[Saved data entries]
___

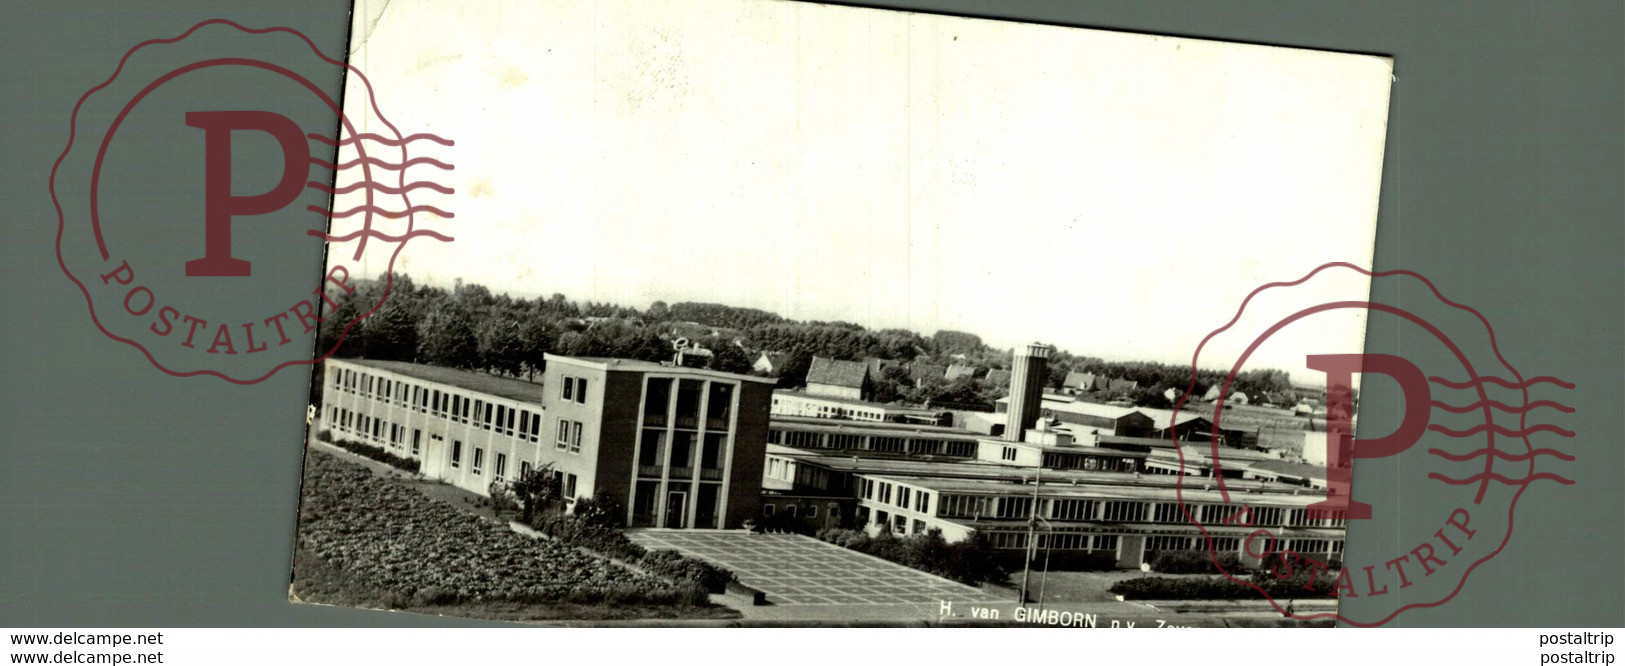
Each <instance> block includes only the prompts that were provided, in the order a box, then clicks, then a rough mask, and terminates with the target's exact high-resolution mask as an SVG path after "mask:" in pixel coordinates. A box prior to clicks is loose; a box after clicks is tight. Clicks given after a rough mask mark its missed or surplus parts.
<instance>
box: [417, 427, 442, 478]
mask: <svg viewBox="0 0 1625 666" xmlns="http://www.w3.org/2000/svg"><path fill="white" fill-rule="evenodd" d="M421 465H423V468H421V471H423V476H426V478H431V479H439V478H440V474H444V473H445V439H442V437H440V435H429V450H426V452H423V463H421Z"/></svg>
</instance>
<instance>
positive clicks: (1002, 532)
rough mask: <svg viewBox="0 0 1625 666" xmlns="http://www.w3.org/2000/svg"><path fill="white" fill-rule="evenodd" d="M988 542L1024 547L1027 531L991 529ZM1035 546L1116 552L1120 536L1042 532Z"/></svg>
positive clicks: (1012, 547)
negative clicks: (1003, 530)
mask: <svg viewBox="0 0 1625 666" xmlns="http://www.w3.org/2000/svg"><path fill="white" fill-rule="evenodd" d="M988 544H990V546H993V547H999V549H1024V547H1027V533H1025V531H990V533H988ZM1035 546H1037V547H1040V549H1043V547H1050V549H1056V551H1103V552H1116V549H1118V536H1116V534H1082V533H1040V534H1038V538H1037V539H1035Z"/></svg>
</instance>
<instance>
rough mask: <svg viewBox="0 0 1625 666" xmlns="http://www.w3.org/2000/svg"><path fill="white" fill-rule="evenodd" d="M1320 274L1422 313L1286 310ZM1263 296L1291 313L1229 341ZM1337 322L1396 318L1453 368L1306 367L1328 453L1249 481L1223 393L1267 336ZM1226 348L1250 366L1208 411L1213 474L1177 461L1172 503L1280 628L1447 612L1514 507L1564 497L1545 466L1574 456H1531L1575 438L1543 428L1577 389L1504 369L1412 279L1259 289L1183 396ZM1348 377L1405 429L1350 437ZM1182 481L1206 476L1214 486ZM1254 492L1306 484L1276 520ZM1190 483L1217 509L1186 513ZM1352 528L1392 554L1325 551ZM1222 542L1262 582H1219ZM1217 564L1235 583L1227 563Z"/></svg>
mask: <svg viewBox="0 0 1625 666" xmlns="http://www.w3.org/2000/svg"><path fill="white" fill-rule="evenodd" d="M1331 271H1358V273H1363V275H1368V276H1371V279H1373V288H1375V286H1376V284H1380V281H1401V283H1399V284H1396V286H1394V288H1396V289H1412V291H1414V294H1415V296H1417V297H1415V299H1414V301H1415V302H1422V304H1423V305H1417V307H1414V309H1412V310H1406V309H1399V307H1394V305H1386V304H1380V302H1367V301H1342V302H1292V299H1300V301H1302V296H1295V294H1302V292H1303V291H1302V289H1300V291H1293V289H1292V288H1293V286H1300V284H1305V283H1308V281H1311V279H1316V278H1318V276H1324V275H1326V273H1331ZM1261 297H1272V299H1277V301H1276V302H1272V305H1276V307H1284V310H1282V312H1292V314H1290V315H1287V317H1284V318H1280V320H1279V322H1274V323H1269V325H1264V327H1263V328H1261V330H1241V327H1237V323H1238V322H1241V320H1243V314H1245V312H1246V309H1248V305H1250V304H1253V301H1254V299H1261ZM1279 299H1287V301H1285V302H1280V301H1279ZM1339 310H1355V312H1360V314H1362V315H1371V317H1393V318H1396V320H1397V327H1401V335H1404V336H1406V338H1407V339H1415V341H1417V343H1415V344H1419V346H1420V344H1428V346H1433V351H1438V354H1433V357H1449V359H1453V361H1454V362H1451V364H1449V365H1448V367H1422V365H1419V364H1417V362H1412V361H1410V359H1406V357H1399V356H1391V354H1306V356H1305V370H1308V372H1315V374H1319V375H1321V377H1323V378H1324V385H1326V393H1324V398H1326V400H1324V403H1326V409H1324V416H1323V417H1321V419H1319V421H1318V422H1319V426H1321V427H1323V432H1324V443H1323V445H1321V447H1324V450H1321V452H1315V450H1306V452H1303V453H1305V456H1315V455H1319V456H1323V458H1324V468H1323V473H1321V474H1319V476H1316V473H1315V471H1313V466H1300V468H1297V469H1293V468H1292V466H1290V465H1284V466H1280V465H1277V466H1267V465H1261V466H1256V468H1258V469H1264V473H1263V474H1259V473H1258V469H1253V466H1250V465H1248V461H1245V460H1243V455H1241V453H1243V452H1241V450H1238V448H1235V447H1233V442H1227V439H1225V435H1224V432H1225V419H1227V417H1230V419H1232V421H1235V419H1240V416H1237V414H1238V413H1235V411H1232V408H1233V406H1235V403H1230V404H1227V401H1228V400H1230V398H1232V395H1230V393H1232V383H1233V382H1235V378H1237V375H1238V374H1241V372H1245V367H1246V362H1248V359H1250V357H1251V356H1253V352H1256V351H1258V349H1259V348H1261V346H1264V344H1267V343H1269V341H1271V338H1272V336H1276V335H1277V333H1280V331H1282V330H1287V328H1289V327H1293V325H1302V323H1303V322H1305V320H1306V318H1311V317H1316V315H1323V314H1331V312H1339ZM1423 314H1425V317H1423ZM1362 318H1363V317H1362ZM1225 336H1230V339H1228V344H1230V346H1232V348H1241V349H1245V351H1241V352H1240V356H1238V357H1237V359H1235V361H1233V365H1232V367H1230V370H1228V375H1227V378H1225V380H1224V383H1222V387H1220V390H1219V395H1217V401H1215V403H1214V406H1212V413H1211V421H1212V424H1214V426H1212V430H1214V432H1212V437H1211V442H1202V443H1199V445H1198V447H1196V448H1199V450H1201V456H1202V458H1209V460H1206V465H1207V466H1211V471H1207V469H1204V468H1199V466H1198V465H1194V463H1196V460H1186V453H1185V452H1183V448H1181V466H1185V468H1186V469H1185V474H1181V478H1180V479H1181V484H1180V492H1181V497H1180V502H1181V507H1183V508H1185V513H1186V517H1188V518H1189V520H1191V521H1193V523H1196V525H1198V526H1199V528H1201V530H1202V539H1204V541H1206V543H1207V547H1209V551H1211V552H1212V562H1214V565H1215V567H1219V570H1220V572H1222V573H1224V575H1225V577H1228V578H1230V580H1232V582H1235V583H1237V585H1245V586H1250V588H1253V590H1256V591H1258V593H1259V595H1263V596H1264V598H1267V599H1269V601H1271V604H1272V606H1274V608H1276V609H1277V611H1280V612H1282V614H1285V616H1290V617H1297V619H1319V617H1336V619H1337V621H1341V622H1345V624H1352V625H1365V627H1370V625H1381V624H1386V622H1391V621H1393V619H1394V617H1399V616H1401V614H1402V612H1406V611H1412V609H1419V608H1430V606H1440V604H1445V603H1448V601H1451V599H1453V598H1454V596H1456V593H1459V591H1461V588H1462V586H1464V585H1466V583H1467V580H1469V577H1471V575H1472V572H1474V570H1475V569H1479V567H1482V565H1485V564H1487V562H1490V560H1492V559H1493V557H1495V556H1497V554H1500V552H1501V549H1505V546H1506V544H1508V541H1510V539H1511V533H1513V525H1514V518H1516V508H1518V499H1519V497H1523V494H1524V492H1527V491H1529V489H1531V484H1534V482H1537V481H1549V482H1555V484H1562V486H1570V484H1573V481H1570V479H1568V478H1565V476H1563V474H1562V473H1560V468H1555V466H1553V465H1562V463H1568V461H1573V460H1575V456H1573V455H1568V453H1563V452H1562V450H1558V448H1553V447H1550V445H1537V443H1534V439H1537V437H1547V439H1553V437H1555V439H1568V437H1573V435H1575V432H1571V430H1565V429H1562V427H1558V426H1555V424H1552V422H1547V421H1549V419H1552V417H1553V416H1557V414H1568V413H1573V411H1575V409H1573V408H1568V406H1566V404H1563V403H1562V400H1560V398H1562V391H1565V390H1571V388H1575V385H1571V383H1566V382H1563V380H1560V378H1555V377H1529V375H1526V374H1523V372H1519V370H1518V369H1514V367H1513V365H1511V364H1510V362H1508V361H1506V359H1505V357H1503V356H1501V349H1500V346H1498V344H1497V341H1495V331H1493V328H1492V327H1490V322H1488V320H1487V318H1485V317H1484V315H1482V314H1479V312H1477V310H1474V309H1471V307H1467V305H1462V304H1458V302H1453V301H1449V299H1446V297H1445V296H1443V294H1441V292H1440V291H1438V288H1435V286H1433V283H1432V281H1428V279H1427V278H1423V276H1420V275H1417V273H1412V271H1383V273H1371V271H1367V270H1363V268H1358V266H1354V265H1349V263H1328V265H1323V266H1319V268H1316V270H1313V271H1310V273H1308V275H1305V276H1303V278H1300V279H1295V281H1290V283H1271V284H1264V286H1261V288H1258V289H1254V291H1253V292H1251V294H1248V297H1246V299H1245V301H1243V302H1241V305H1240V309H1238V310H1237V315H1235V317H1233V318H1232V320H1230V322H1228V323H1225V325H1224V327H1220V328H1219V330H1215V331H1212V333H1209V335H1207V336H1206V338H1204V339H1202V343H1201V344H1199V346H1198V349H1196V354H1194V356H1193V362H1191V365H1193V382H1191V388H1193V390H1194V387H1196V382H1194V378H1196V374H1194V369H1196V367H1198V364H1202V362H1209V364H1211V362H1212V356H1209V357H1207V359H1204V357H1202V352H1204V349H1211V346H1217V344H1215V343H1217V341H1220V339H1225ZM1225 361H1228V359H1225ZM1355 375H1363V377H1365V378H1371V377H1378V375H1381V377H1386V380H1388V382H1393V385H1394V387H1397V390H1399V395H1401V398H1402V400H1401V401H1402V417H1401V421H1399V422H1397V424H1396V426H1393V427H1391V430H1389V432H1388V434H1386V435H1381V437H1368V439H1355V437H1354V422H1352V417H1354V414H1355V390H1354V377H1355ZM1362 388H1365V387H1362ZM1553 396H1555V400H1553ZM1186 398H1189V391H1186V396H1185V398H1181V400H1180V401H1178V404H1176V406H1175V411H1176V413H1178V411H1181V409H1186V411H1188V409H1198V408H1196V406H1194V404H1186ZM1201 416H1209V413H1207V411H1206V408H1201ZM1355 461H1365V463H1362V469H1363V473H1365V474H1380V476H1386V478H1391V479H1396V481H1397V484H1399V486H1401V489H1402V495H1404V504H1399V497H1384V495H1383V494H1373V492H1363V491H1362V487H1370V482H1367V484H1355V478H1354V474H1352V473H1354V468H1355ZM1191 474H1209V476H1211V479H1209V478H1202V479H1196V478H1193V476H1191ZM1293 474H1295V476H1293ZM1258 479H1274V481H1284V479H1290V481H1293V482H1302V484H1306V486H1308V489H1306V491H1305V500H1303V502H1302V507H1297V508H1287V510H1282V507H1267V508H1266V507H1263V505H1254V502H1251V497H1253V495H1250V494H1248V491H1246V489H1248V486H1250V484H1256V482H1258ZM1194 484H1207V486H1211V487H1215V489H1217V494H1219V495H1220V497H1222V502H1224V504H1222V505H1193V504H1189V502H1188V500H1186V497H1188V494H1189V491H1191V486H1194ZM1313 497H1321V499H1319V500H1313ZM1419 507H1420V508H1419ZM1362 521H1363V523H1367V525H1370V523H1380V525H1383V530H1381V531H1383V533H1388V534H1396V539H1394V543H1396V546H1394V547H1391V549H1386V552H1383V554H1381V556H1380V557H1376V559H1375V560H1370V562H1365V560H1352V559H1349V557H1347V556H1349V552H1347V551H1344V549H1336V547H1328V546H1326V544H1336V543H1337V541H1336V538H1339V534H1341V530H1344V528H1354V526H1355V525H1360V523H1362ZM1228 543H1240V554H1241V562H1248V564H1251V565H1253V567H1254V569H1258V570H1259V572H1261V573H1263V575H1261V577H1243V573H1245V572H1238V570H1227V569H1225V564H1224V560H1222V559H1220V557H1219V554H1220V551H1225V549H1220V547H1215V544H1228ZM1228 562H1232V569H1237V567H1235V565H1233V562H1235V560H1228ZM1308 598H1319V599H1326V598H1337V599H1339V601H1341V603H1339V606H1337V611H1336V612H1315V611H1308V612H1303V611H1297V609H1293V606H1292V604H1293V601H1295V599H1308ZM1362 598H1363V599H1368V601H1370V599H1373V598H1376V599H1380V601H1381V603H1371V604H1358V608H1381V611H1380V612H1375V614H1367V616H1360V614H1357V612H1354V611H1350V608H1355V606H1357V604H1354V603H1350V599H1362Z"/></svg>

___

### Problem details
Each line of the records with the word "positive" in it is to be copied.

### Your solution
positive clicks: (1002, 532)
positive clicks: (1012, 547)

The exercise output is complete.